RAW RECORDS:
::::::::

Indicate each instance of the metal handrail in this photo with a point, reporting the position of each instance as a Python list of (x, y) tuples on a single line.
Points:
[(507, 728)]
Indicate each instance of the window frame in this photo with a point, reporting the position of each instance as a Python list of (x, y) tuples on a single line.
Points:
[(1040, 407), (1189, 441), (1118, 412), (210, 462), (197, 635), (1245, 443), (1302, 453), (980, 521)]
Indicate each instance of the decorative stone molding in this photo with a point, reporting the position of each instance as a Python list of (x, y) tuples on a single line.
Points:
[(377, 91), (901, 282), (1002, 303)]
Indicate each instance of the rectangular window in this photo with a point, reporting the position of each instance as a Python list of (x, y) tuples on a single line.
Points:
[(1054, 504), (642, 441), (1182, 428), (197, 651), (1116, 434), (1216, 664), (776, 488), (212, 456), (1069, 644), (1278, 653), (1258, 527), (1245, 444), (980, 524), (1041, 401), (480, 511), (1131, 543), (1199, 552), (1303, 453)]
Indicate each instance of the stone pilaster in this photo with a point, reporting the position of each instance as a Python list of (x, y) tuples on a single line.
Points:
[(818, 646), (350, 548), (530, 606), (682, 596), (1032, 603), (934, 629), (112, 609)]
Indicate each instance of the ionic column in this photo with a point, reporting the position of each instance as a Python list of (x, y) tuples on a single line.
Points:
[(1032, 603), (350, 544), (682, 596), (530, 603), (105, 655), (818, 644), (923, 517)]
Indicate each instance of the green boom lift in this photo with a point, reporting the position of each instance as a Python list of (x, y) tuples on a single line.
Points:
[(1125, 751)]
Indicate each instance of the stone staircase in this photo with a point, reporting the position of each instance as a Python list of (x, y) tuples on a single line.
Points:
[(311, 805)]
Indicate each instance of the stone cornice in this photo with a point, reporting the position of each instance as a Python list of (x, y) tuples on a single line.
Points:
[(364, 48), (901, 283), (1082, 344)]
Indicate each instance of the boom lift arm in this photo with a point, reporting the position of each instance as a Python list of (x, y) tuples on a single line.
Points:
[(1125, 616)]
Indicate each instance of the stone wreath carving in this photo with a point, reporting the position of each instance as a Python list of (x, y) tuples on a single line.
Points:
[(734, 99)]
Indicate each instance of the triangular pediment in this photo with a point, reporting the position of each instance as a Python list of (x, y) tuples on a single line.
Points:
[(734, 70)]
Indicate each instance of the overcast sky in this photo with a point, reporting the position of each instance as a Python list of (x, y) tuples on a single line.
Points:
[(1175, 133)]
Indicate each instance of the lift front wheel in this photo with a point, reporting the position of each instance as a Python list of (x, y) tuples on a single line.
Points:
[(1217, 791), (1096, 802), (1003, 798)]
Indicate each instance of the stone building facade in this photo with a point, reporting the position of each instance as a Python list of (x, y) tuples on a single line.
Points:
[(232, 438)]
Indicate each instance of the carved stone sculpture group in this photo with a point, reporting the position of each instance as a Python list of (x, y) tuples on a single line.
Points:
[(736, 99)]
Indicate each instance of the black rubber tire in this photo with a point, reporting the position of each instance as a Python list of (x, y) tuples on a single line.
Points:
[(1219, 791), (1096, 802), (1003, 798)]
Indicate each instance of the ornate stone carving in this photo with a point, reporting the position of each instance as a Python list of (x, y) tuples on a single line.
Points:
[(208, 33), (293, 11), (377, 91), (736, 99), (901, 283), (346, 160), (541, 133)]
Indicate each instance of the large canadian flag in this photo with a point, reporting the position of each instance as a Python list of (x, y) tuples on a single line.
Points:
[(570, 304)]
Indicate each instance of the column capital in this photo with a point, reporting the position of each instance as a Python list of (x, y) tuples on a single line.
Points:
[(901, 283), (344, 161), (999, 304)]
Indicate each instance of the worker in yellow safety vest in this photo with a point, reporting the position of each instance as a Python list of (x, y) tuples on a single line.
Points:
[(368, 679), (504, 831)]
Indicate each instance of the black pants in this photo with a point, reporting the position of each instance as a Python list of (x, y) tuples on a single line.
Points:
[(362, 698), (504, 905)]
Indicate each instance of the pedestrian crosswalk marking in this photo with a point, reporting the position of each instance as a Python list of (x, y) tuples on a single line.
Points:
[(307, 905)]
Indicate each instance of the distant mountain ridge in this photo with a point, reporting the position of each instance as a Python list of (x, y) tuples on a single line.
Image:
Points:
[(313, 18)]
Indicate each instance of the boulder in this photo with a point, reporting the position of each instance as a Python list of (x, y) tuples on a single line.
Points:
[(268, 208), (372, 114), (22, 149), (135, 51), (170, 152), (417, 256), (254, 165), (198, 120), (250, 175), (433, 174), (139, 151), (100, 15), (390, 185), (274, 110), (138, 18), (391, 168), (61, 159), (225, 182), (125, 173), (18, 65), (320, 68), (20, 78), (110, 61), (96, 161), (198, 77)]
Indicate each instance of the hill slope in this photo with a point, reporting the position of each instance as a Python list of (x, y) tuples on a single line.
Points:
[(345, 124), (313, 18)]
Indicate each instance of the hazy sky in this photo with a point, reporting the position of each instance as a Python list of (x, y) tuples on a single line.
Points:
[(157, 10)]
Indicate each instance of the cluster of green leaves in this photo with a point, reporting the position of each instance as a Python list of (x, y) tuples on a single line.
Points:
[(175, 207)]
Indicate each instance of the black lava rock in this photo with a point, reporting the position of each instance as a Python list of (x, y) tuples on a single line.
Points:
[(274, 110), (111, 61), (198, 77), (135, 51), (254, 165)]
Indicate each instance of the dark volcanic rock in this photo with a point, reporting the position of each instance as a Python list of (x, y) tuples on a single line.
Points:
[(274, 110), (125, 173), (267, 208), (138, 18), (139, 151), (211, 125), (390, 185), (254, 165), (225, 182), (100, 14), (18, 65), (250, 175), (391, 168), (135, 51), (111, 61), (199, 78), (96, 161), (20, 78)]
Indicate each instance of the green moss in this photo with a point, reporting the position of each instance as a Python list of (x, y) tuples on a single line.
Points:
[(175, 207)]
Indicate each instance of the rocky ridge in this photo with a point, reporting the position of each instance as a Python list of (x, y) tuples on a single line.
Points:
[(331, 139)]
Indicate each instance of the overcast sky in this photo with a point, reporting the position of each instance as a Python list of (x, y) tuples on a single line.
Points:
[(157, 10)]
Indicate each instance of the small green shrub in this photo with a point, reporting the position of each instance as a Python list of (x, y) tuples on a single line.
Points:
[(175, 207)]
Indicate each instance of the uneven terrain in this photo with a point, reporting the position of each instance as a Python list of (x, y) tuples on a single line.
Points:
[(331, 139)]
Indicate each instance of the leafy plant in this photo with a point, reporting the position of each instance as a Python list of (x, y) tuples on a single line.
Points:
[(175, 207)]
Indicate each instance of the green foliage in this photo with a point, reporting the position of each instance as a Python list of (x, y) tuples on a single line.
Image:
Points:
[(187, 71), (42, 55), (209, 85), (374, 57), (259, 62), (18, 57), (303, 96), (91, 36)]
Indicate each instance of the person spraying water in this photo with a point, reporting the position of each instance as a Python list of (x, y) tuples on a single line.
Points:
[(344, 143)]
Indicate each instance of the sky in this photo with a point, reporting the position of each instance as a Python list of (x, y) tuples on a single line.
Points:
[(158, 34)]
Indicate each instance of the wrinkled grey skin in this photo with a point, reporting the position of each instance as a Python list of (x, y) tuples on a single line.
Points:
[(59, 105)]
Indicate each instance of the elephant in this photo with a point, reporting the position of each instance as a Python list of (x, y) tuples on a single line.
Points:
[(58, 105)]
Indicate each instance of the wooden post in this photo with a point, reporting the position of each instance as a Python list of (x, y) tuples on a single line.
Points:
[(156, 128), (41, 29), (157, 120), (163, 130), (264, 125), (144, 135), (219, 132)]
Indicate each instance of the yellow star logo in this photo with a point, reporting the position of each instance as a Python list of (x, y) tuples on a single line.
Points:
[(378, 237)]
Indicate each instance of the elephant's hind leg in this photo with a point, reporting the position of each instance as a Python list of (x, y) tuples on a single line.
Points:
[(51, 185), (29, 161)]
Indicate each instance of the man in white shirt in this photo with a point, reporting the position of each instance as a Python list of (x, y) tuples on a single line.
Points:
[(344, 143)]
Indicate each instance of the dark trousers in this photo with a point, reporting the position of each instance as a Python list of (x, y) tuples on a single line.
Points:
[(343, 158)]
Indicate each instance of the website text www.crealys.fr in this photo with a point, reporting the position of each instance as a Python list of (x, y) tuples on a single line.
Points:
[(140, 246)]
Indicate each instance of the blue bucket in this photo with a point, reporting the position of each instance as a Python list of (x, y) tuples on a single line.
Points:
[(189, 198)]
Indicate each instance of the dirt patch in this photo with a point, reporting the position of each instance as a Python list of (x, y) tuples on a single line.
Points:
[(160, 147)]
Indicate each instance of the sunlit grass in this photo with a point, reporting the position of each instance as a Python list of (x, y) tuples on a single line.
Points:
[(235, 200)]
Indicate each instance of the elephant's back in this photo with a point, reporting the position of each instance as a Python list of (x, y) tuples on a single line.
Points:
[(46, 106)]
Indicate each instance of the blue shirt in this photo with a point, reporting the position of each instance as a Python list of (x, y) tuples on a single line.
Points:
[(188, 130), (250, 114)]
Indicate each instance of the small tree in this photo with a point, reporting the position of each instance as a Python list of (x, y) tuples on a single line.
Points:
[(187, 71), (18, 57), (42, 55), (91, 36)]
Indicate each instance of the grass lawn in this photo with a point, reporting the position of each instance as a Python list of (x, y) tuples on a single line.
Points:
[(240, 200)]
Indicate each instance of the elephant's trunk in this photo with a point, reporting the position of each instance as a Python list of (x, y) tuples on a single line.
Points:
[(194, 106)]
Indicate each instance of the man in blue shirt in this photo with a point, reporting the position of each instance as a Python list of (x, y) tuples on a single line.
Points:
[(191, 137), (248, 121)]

::::::::

WRITTEN REQUEST:
Every line from the one holding "Indicate each instance of the dark trousers" through the final line of the listing must be echoed exactly; leave out all other lines.

COMPLETED EXERCISE:
Indicate each instance of the dark trousers in this photo with a point, reporting the position of each instance as a Python list of (x, y) tuples on a single line.
Points:
[(343, 158)]
Indicate each instance of the website text www.crealys.fr in this photo with a point, reporting the position of each instance as a Python list of (x, y) tuples on a single line.
Points:
[(140, 246)]
Indicate each instance of the blue bucket in this photo with a point, reporting the position of each instance as a Python list of (x, y) tuples on a single line.
Points:
[(189, 198)]
Indicate each instance of the dirt patch in this photo with a point, reporting the position of each instance as a Python list of (x, y) tuples on a single line.
Points:
[(160, 147)]
Indicate each instance of the sunlit grass in this photo with a point, reporting the position of each instance as a Python list of (x, y) tuples on a single line.
Points:
[(235, 200)]
Indicate each instance of the elephant's back in this photo with a point, reporting the position of each instance as a Python list of (x, y) tuples on a single line.
Points:
[(46, 106)]
Indicate each instance of the blue shirt in this photo with a point, reporting the position of each instance as a Python list of (x, y) tuples on a single line.
Points:
[(188, 130), (250, 114)]
Indicate each instance of the small tree in this photo with a point, reporting the position of each instance as a Python list of (x, y) tuples on a single line.
Points:
[(187, 71), (18, 57), (42, 55), (91, 36)]
Indicate each instance of the grass lawn in this photo with a point, reporting the position of each instance as a Python list of (x, y) tuples on a single line.
Points:
[(240, 200)]
Indicate each instance of the elephant's trunk in this photo with a point, reporting the position of each instance as a Python list of (x, y) tuples on a single line.
Points:
[(194, 106)]
Indicate each instance of the man in blue shirt in this photo with a point, reporting the position of each instance as a Python list of (x, y) tuples on a single line.
Points:
[(191, 137), (248, 121)]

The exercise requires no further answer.